### [Testo di partenza]
++++++++++

Sono partite questa mattina da Bari alla volta del Kennedy Space Center della Nasa a Cape Canaveral, in Florida, le cellule ossee che saranno trattate nello spazio e poi studiate da un gruppo di ricerca dell’università di Bari.
L’esperimento, il cui avvio è in programma il 2 aprile con il lancio della capsula Dragon, resterà in orbita per 21 giorni a bordo della Stazione Spaziale Internazionale. Le cellule ossee saranno trattate con la molecola Irisina che, stando agli studi del gruppo coordinato da Maria Grano, ordinario di istologia presso la scuola di Medicina dell’Ateneo barese, è potenzialmente capace di prevenire e curare osteoporosi e atrofia muscolare.
L’importanza dell’esperimento deriva dal fatto che tra gli organi che, più risentono degli effetti della permanenza nello spazio, sicuramente l’apparato muscolo-scheletrico è quello più colpito. La perdita di massa ossea a cui vanno incontro gli astronauti dopo 1 mese di permanenza nello spazio è pari alla perdita ossea a cui vanno incontro le donne in post-menopausa in 1 anno. Lo spazio si può, infatti, definire come una “macchina del tempo”, in cui i processi di invecchiamento sono accelerati e rendono le cellule più “anziane” in pochi giorni. Pertanto, lo Spazio offre agli scienziati, in un tempo breve, la possibilità di valutare le alterazioni molecolari, che sulla Terra si verificano molto più lentamente durante l’invecchiamento e, nello stesso tempo, è possibile testare l’azione di molecole a scopo terapeutico.

++++++++++

### [Voci fornite]
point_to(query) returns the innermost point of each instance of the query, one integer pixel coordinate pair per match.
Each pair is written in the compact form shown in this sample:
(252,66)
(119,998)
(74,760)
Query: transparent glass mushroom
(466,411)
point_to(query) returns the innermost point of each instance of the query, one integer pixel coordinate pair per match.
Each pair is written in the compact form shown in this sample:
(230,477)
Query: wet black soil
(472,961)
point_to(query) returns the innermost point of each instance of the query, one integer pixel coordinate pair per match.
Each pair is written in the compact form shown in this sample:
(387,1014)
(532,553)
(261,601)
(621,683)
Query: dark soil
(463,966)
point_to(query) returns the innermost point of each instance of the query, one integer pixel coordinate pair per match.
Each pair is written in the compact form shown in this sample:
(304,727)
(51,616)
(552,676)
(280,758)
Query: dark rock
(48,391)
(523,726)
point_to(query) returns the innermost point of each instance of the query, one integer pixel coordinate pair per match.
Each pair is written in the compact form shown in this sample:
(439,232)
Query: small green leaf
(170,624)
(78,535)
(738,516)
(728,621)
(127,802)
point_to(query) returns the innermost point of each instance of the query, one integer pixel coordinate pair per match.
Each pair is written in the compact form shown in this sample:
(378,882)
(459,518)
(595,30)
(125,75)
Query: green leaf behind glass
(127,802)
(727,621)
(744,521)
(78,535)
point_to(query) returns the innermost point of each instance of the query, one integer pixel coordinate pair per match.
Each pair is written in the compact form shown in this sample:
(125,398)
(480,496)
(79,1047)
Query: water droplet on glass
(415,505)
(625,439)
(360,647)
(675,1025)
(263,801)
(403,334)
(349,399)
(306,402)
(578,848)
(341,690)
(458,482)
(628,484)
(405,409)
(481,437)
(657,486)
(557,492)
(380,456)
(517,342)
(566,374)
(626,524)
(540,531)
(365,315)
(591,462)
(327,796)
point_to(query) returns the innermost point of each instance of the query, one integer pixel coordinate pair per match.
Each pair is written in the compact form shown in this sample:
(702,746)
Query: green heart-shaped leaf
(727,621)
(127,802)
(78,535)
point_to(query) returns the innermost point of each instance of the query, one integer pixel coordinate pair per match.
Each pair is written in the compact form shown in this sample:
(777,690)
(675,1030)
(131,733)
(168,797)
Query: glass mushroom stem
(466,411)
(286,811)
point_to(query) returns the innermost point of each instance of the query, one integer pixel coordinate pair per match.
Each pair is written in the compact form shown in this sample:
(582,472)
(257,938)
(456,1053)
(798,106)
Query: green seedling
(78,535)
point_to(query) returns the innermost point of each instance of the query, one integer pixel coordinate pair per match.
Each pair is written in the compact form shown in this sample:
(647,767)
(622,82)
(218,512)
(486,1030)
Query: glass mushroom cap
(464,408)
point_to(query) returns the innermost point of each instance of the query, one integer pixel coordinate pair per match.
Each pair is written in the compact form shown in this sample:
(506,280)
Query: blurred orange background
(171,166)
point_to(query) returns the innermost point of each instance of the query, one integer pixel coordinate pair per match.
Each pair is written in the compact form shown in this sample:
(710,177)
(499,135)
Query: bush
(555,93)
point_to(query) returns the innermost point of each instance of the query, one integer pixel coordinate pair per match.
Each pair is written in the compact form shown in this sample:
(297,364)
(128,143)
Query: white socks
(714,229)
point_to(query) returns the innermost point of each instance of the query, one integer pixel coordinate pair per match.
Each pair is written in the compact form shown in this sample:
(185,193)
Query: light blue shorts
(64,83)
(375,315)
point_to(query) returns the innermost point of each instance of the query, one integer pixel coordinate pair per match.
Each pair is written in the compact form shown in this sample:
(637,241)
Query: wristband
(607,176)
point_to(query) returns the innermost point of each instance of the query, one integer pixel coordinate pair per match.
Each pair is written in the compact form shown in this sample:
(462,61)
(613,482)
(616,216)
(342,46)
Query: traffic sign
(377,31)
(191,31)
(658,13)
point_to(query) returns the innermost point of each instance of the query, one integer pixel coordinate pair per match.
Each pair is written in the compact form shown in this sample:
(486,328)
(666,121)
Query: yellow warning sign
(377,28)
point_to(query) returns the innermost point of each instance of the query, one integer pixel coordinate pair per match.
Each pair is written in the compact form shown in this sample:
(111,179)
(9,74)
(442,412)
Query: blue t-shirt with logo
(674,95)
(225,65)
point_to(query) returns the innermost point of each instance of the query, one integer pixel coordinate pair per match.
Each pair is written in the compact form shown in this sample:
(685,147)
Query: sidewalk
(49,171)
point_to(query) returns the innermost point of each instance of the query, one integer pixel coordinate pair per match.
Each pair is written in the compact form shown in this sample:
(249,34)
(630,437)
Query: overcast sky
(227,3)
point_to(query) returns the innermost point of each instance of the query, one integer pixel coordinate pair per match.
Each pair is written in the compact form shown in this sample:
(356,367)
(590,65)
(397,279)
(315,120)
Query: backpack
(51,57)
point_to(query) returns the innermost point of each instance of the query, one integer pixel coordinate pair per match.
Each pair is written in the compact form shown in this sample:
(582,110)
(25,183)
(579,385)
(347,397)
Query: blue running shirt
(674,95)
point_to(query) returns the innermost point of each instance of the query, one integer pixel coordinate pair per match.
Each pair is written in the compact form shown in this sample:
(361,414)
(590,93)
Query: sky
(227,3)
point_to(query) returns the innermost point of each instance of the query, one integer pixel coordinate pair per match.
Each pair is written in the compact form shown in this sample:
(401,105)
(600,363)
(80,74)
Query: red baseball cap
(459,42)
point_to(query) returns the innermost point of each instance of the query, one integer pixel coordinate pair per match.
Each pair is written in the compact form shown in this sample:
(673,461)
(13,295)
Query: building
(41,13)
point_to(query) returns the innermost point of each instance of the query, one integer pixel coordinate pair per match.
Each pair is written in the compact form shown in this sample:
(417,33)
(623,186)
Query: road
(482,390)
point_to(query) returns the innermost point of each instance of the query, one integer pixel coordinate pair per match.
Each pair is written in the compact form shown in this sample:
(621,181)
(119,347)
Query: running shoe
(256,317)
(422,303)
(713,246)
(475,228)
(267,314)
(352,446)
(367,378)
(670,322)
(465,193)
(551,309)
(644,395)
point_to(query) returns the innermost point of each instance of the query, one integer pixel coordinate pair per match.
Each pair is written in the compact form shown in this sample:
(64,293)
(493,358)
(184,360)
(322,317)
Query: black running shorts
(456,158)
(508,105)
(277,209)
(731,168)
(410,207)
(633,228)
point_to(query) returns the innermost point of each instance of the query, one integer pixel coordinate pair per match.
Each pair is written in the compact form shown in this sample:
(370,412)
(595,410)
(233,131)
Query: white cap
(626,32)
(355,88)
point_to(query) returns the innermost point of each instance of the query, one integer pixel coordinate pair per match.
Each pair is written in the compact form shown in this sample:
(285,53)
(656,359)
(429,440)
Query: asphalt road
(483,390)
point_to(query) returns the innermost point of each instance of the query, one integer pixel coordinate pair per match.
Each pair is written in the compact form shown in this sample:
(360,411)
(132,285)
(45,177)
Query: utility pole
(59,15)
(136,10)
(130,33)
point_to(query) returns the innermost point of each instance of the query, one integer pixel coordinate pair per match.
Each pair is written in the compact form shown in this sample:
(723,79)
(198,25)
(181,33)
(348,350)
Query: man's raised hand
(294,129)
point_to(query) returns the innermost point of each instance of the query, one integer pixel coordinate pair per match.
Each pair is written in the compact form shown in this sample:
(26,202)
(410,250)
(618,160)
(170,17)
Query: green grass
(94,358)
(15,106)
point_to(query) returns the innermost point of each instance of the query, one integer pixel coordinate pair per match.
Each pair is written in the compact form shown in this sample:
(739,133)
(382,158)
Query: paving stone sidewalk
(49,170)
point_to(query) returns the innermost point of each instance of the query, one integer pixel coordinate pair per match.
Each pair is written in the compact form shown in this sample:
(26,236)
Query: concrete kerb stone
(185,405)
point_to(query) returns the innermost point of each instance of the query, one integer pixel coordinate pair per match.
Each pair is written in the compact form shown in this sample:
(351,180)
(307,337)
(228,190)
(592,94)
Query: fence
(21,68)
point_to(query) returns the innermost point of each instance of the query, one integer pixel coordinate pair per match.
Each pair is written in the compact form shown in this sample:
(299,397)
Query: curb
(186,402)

++++++++++

### [Problemi da risolvere]
1) Stabilisca se ciascuna delle seguenti affermazioni concorda con il testo sull'esperimento delle cellule ossee nello spazio, rispondendo sì o no e riportando fra virgolette le parole del testo che lo determinano.
(a) L'esperimento resterà in orbita per 21 giorni.
(b) Le cellule ossee sono partite da Cape Canaveral con destinazione Bari.
(c) Maria Grano è ordinario di istologia presso la scuola di Medicina dell'Ateneo barese.
2) Prosegua il testo sull'esperimento delle cellule ossee nello spazio, riprendendo subito dopo la sua ultima frase.

### [Risultati attesi]
1)
(a) Sì: «resterà in orbita per 21 giorni a bordo della Stazione Spaziale Internazionale»
(b) No: «Sono partite questa mattina da Bari alla volta del Kennedy Space Center della Nasa a Cape Canaveral»
(c) Sì: «ordinario di istologia presso la scuola di Medicina dell’Ateneo barese»

2)
Il ruolo di Irisina sulla massa ossea e muscolare ha rappresentato una recente scoperta del gruppo di ricerca coordinato da Maria Grano e i risultati sono stati oggetto di concessione di brevetto nazionale ed internazionale. Lo studio, durato circa sei anni, ha rivelato che la somministrazione di Irisina, molecola prodotta dal muscolo durante l’esercizio fisico, è in grado di prevenire e curare lo sviluppo di osteoporosi e atrofia muscolare in modelli animali osteoporotici. In altre parole Irisina è capace di indurre formazione di nuovo osso e rende lo scheletro più resistente alle fratture.